> _EXERCISE DETAILS_: Return only those lines of the records below in which "tight" appears.

> _DATA FOR ANALYSIS_:
------------------------------

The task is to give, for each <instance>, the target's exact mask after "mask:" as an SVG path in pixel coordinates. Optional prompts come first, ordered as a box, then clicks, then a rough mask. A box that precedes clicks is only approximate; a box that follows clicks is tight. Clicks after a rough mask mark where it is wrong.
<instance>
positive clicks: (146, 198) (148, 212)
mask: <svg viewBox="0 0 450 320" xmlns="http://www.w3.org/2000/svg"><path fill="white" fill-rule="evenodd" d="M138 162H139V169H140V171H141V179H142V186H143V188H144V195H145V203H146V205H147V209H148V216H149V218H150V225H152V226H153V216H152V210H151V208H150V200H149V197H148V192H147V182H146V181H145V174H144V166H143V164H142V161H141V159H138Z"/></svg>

------------------------------

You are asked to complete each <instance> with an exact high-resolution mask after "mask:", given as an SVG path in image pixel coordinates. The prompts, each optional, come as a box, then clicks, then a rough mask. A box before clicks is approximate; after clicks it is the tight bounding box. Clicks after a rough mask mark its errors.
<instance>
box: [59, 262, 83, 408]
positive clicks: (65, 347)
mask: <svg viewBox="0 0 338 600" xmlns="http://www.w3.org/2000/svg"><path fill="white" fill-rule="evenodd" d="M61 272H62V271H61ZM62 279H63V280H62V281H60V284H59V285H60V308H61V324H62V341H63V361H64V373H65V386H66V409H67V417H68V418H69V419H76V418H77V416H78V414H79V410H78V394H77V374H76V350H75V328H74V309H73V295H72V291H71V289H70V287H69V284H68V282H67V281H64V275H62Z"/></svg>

------------------------------

> _ANSWER TO THIS EXERCISE_:
The task is to give, for each <instance>, the target's exact mask after "mask:" as an SVG path in pixel coordinates. Optional prompts come first, ordered as a box, then clicks, then a rough mask. A box that precedes clicks is only approximate; a box that follows clicks is tight. Clicks after a rough mask mark where it is wrong.
You are asked to complete each <instance> with an exact high-resolution mask after "mask:", given as an SVG path in image pixel coordinates. The prompts, each optional, come as a box, then clicks, then a rough mask. A box before clicks is approximate; after clicks it is the tight bounding box. Clicks after a rough mask mark its errors.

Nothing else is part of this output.